(Problem description) Each of the records below must be reproduced verbatim.

☆ ☆ ☆ ☆ ☆ ☆ ☆

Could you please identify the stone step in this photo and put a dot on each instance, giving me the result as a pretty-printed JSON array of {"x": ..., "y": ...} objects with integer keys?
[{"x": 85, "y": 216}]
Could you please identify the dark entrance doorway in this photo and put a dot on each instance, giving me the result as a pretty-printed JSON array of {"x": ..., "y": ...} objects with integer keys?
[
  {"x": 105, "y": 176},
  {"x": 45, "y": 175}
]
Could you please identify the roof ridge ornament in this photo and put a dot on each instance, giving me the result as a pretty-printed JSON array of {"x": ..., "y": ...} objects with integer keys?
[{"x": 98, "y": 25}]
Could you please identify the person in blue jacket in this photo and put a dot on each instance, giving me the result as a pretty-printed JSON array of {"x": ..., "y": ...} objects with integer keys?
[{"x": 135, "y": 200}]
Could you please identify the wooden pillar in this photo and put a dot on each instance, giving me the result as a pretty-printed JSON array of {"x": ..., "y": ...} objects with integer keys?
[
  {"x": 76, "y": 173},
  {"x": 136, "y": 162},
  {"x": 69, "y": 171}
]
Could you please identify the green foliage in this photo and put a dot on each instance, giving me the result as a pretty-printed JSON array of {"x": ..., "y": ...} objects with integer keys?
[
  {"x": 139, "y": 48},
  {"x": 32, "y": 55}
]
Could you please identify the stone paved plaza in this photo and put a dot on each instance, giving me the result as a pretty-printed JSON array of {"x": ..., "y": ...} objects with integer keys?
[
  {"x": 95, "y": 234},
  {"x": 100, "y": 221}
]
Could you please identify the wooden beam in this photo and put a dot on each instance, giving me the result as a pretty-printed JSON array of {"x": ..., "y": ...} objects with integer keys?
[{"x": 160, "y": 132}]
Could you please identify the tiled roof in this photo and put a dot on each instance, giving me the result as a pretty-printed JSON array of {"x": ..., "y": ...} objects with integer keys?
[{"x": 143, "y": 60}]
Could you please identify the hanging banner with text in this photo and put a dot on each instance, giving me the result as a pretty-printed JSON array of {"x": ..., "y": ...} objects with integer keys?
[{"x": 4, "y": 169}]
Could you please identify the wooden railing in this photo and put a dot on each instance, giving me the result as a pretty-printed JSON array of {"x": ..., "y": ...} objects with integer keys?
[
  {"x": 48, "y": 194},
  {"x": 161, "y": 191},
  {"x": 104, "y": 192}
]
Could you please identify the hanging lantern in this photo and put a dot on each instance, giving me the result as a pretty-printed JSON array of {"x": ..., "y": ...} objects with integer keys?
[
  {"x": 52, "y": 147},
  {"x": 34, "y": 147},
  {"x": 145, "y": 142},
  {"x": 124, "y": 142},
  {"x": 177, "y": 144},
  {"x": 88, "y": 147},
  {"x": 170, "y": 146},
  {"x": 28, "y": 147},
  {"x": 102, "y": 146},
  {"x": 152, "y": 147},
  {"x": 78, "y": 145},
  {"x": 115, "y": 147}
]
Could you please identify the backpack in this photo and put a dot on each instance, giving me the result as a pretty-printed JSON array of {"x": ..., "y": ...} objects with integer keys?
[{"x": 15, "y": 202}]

☆ ☆ ☆ ☆ ☆ ☆ ☆

(Result of this exercise)
Could you please identify the stone step in this photo and put a dot on each instance, giving me the result as a pretty-printed JSON array of {"x": ..., "y": ...} objects with integer keys?
[{"x": 85, "y": 216}]
Could you please identify the dark entrance doorway in this photo and put a dot on each instance, giving me the result as a pretty-printed JSON array of {"x": ..., "y": ...} objects with integer keys?
[
  {"x": 105, "y": 176},
  {"x": 45, "y": 175}
]
Could you please identify the roof ridge ornament in this photo and put a dot on each instance, giving me the result as a pretty-printed JSON array of {"x": ..., "y": ...} objects with integer keys?
[{"x": 98, "y": 25}]
Could you please identify the person in blue jacket in this photo and put a dot on each instance, giving me the result as a pretty-printed JSON array of {"x": ..., "y": ...} objects with integer keys?
[{"x": 135, "y": 200}]
Could you please identify the wooden pillar in this photo and put a dot on each instance, giving me the result as a pretty-printed JSON array of {"x": ..., "y": ...} objects with integer keys?
[
  {"x": 76, "y": 173},
  {"x": 136, "y": 162},
  {"x": 69, "y": 171}
]
Could you please identify the green foliage in this photo and put a dot on each instance, giving me the result as a pretty-printed JSON array of {"x": ..., "y": ...} objects with integer keys?
[
  {"x": 139, "y": 48},
  {"x": 32, "y": 55}
]
Could you please identify the stone paved plaza in this photo and put a dot on each instance, giving me the result as a pretty-printed JSON array of {"x": ..., "y": ...} objects with integer keys?
[
  {"x": 95, "y": 234},
  {"x": 100, "y": 221}
]
Could you please identify the wooden beam in this photo and put a dot on each instance, giving me the result as a pretty-printed JSON array of {"x": ..., "y": ...} objects with integer keys?
[{"x": 160, "y": 132}]
Could you please identify the tiled roof in this photo and put a dot on each instance, giving me the result as a pretty-printed JSON array of {"x": ..., "y": ...} objects with integer keys?
[{"x": 143, "y": 60}]
Could you please identify the hanging banner with text in this photo and put a dot on each instance, giving me the result as a pretty-printed JSON array of {"x": ..., "y": ...} objects with integer keys?
[{"x": 4, "y": 169}]
Could you please identify the wooden railing in this photo and put a dot on each instance, giving me the result as a pretty-printed JSON array of {"x": ..., "y": ...} objects with integer keys?
[
  {"x": 48, "y": 194},
  {"x": 161, "y": 191},
  {"x": 104, "y": 192}
]
Could you please identify the hanging lantern in this photo and put a dot on each instance, giving me the result as a pretty-printed JSON array of {"x": ..., "y": ...} objects with integer keys?
[
  {"x": 52, "y": 147},
  {"x": 34, "y": 147},
  {"x": 145, "y": 142},
  {"x": 124, "y": 142},
  {"x": 177, "y": 144},
  {"x": 88, "y": 147},
  {"x": 170, "y": 146},
  {"x": 28, "y": 147},
  {"x": 102, "y": 146},
  {"x": 152, "y": 147},
  {"x": 78, "y": 145},
  {"x": 115, "y": 147}
]
Could you please identify the backpack in this photo and put a dot on each instance, giving me the result as a pretty-printed JSON array of {"x": ..., "y": ...} objects with integer keys?
[{"x": 15, "y": 202}]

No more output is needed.